## WHAT TO WORK ON:
Repeat the stretch of the year-end post on memories from "So, this year, you" through "my bench days!", word for word.

## SELECTED PASSAGE:
..........
Friday 23 December 2016

Happy memories and celebrations!

As we are at the end of the year, its the duty of every writer to thank everyone.
Memories and other things
No matter what we did or didn’t, we create some memories to get stored in our secondary memory and some in our primary memory every year. In case, you did not get whats the difference between these two memories, secondary memories are like hard disks. They store data forever unconsciously and cause so much problem in forgetting certain things by showing them in dreams. If you are lucky, it will be a good thing and you won’t complain a lot regarding that, at the end of the year. Most people are not that lucky and thanks to the speed of the technology that connects us to everyone and the big data analytics behind all the social media sites, that makes us so much depressed about what we should have done to ourselves and to the people we love, more than what good we have done this year.
Memories!
Memories!
And to our disappointment, the primary memory, like the RAM of the PC, stores only what happens that moment and “that moment” is the one we would have enjoyed the most.
So, this year, you can ask me what has stayed in my primary and secondary memory. May be, you are not asking and I am just assuming that, because I am just a random stranger and why would you have to worry about my memory anyways. Still, I will tell you. Because, I like talking to people like this. Never seeing their face and still talking like they are listening. Physics is nothing without assumptions and so does my life and yours too if you are an introvert. Again, if you want to know what does that introvert word means, you can always go and search google. I am not letting you get away taking nothing from this article about my life.
Training and my bench days!
..........
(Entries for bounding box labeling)

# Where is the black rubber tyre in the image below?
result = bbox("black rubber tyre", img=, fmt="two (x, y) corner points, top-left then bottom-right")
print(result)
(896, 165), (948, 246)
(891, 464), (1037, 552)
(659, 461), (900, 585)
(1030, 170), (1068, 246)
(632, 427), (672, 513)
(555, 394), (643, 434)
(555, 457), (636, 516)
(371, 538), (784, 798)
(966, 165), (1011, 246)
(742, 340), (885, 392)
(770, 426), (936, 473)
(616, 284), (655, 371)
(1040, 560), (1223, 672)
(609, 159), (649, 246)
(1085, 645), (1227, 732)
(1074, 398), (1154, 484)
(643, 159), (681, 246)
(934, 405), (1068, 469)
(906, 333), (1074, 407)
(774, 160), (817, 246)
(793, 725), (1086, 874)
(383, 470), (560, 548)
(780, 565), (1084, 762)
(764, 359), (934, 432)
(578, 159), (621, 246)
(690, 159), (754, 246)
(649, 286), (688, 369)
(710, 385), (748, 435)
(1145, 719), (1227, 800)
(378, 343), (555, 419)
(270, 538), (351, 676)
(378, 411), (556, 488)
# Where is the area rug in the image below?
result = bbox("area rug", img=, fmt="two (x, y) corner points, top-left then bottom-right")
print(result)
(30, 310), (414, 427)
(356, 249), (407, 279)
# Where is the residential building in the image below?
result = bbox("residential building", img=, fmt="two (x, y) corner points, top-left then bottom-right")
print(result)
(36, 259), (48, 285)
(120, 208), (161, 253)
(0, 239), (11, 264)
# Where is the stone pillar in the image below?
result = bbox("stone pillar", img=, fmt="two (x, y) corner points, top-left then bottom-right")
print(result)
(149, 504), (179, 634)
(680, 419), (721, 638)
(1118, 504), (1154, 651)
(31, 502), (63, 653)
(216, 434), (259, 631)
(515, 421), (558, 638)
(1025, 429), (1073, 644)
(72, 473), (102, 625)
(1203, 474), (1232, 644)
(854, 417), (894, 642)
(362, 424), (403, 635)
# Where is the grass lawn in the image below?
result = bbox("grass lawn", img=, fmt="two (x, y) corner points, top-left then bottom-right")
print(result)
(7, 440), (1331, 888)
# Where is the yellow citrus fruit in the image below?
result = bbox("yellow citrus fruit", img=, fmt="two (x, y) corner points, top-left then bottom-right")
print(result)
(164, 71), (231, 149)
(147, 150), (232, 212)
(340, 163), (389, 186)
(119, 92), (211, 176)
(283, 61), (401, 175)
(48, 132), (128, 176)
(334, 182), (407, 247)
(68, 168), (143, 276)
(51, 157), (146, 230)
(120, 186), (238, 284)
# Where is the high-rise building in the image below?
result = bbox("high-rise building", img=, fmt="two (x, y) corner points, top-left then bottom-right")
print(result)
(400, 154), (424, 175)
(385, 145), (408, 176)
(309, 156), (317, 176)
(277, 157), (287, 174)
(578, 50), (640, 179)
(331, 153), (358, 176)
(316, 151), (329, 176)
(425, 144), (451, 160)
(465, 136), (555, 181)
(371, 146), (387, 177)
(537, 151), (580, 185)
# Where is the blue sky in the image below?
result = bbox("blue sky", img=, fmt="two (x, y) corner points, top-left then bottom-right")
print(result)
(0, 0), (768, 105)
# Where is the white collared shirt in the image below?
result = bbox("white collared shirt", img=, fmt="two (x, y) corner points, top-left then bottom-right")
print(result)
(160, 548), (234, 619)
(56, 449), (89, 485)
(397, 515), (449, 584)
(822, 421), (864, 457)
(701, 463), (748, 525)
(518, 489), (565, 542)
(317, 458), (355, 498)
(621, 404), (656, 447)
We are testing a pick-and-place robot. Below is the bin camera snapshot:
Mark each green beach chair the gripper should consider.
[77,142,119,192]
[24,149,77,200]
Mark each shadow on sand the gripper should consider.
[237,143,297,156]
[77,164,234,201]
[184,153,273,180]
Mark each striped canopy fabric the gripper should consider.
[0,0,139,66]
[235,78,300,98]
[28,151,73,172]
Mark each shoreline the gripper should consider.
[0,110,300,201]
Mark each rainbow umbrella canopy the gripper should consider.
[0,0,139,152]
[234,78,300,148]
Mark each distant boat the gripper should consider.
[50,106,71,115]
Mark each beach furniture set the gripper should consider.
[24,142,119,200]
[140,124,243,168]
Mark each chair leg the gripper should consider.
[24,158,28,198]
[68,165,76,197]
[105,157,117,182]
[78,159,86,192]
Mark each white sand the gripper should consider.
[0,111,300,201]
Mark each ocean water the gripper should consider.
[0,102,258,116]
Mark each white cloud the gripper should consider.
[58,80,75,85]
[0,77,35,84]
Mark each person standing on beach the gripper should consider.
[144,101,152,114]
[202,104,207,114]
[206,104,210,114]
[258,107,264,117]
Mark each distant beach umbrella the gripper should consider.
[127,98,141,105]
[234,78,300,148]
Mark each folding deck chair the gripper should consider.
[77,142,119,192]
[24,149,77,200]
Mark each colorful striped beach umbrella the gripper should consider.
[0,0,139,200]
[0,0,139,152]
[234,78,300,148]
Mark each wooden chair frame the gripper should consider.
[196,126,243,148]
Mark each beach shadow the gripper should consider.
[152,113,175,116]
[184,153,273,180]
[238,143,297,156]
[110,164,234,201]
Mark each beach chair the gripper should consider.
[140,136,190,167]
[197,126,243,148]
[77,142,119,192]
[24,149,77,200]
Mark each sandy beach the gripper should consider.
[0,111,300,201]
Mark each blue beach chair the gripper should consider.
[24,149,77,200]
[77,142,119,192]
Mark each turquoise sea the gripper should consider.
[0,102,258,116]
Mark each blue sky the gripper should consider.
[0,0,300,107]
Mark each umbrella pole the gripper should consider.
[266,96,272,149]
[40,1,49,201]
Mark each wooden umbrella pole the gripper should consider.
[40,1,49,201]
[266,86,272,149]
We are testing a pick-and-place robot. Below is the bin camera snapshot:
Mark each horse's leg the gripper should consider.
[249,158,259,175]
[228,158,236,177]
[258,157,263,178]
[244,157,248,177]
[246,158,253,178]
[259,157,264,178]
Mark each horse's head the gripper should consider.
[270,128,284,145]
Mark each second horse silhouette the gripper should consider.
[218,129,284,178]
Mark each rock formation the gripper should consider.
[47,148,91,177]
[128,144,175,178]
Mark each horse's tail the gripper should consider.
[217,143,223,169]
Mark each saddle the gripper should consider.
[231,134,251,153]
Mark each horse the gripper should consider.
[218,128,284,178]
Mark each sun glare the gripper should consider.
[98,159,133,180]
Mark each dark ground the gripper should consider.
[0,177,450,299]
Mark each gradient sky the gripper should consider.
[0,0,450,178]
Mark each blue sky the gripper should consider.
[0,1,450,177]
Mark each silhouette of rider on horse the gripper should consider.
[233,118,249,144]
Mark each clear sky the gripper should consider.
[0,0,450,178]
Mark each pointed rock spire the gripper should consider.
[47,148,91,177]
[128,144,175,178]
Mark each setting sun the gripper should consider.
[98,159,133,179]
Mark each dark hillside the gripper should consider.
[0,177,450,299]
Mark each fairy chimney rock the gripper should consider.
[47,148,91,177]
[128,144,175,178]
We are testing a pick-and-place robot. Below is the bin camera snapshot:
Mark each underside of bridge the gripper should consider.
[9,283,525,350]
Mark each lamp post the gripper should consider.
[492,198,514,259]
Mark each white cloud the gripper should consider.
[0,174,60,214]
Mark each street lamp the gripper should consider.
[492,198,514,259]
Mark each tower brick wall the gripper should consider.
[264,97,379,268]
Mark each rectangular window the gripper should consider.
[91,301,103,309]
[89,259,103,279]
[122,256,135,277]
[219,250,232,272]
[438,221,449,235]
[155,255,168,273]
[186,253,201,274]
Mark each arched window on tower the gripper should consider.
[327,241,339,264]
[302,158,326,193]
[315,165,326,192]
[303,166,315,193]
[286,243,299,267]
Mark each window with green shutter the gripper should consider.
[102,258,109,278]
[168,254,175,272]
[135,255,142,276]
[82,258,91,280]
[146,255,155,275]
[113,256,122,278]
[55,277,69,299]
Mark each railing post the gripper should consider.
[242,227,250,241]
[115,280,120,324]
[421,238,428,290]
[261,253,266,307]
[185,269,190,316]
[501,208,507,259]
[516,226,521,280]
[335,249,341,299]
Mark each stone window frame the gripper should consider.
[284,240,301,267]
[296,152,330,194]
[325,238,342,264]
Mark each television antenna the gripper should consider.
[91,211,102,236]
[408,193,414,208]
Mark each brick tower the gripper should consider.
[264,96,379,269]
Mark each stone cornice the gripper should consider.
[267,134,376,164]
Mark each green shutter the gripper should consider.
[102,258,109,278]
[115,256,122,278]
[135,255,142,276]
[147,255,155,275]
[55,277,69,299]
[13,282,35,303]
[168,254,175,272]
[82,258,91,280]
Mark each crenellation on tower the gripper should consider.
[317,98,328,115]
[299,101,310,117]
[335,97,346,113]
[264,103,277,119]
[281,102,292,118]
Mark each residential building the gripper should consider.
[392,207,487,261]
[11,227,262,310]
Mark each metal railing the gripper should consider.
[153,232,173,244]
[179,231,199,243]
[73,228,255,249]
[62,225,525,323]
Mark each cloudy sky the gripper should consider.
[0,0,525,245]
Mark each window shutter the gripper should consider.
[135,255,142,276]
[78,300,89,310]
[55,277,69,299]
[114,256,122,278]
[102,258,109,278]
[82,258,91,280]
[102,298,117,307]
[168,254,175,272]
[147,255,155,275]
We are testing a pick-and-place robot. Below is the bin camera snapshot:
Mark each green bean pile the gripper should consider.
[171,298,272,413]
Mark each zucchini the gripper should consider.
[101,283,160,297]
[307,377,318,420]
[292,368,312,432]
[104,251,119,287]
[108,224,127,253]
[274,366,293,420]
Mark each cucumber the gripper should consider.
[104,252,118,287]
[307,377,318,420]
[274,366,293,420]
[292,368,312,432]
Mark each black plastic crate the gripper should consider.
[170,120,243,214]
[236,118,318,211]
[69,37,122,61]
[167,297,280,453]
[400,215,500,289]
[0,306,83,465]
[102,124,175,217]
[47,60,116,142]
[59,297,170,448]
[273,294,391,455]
..........
## SOLUTION:
So, this year, you can ask me what has stayed in my primary and secondary memory. May be, you are not asking and I am just assuming that, because I am just a random stranger and why would you have to worry about my memory anyways. Still, I will tell you. Because, I like talking to people like this. Never seeing their face and still talking like they are listening. Physics is nothing without assumptions and so does my life and yours too if you are an introvert. Again, if you want to know what does that introvert word means, you can always go and search google. I am not letting you get away taking nothing from this article about my life.
Training and my bench days!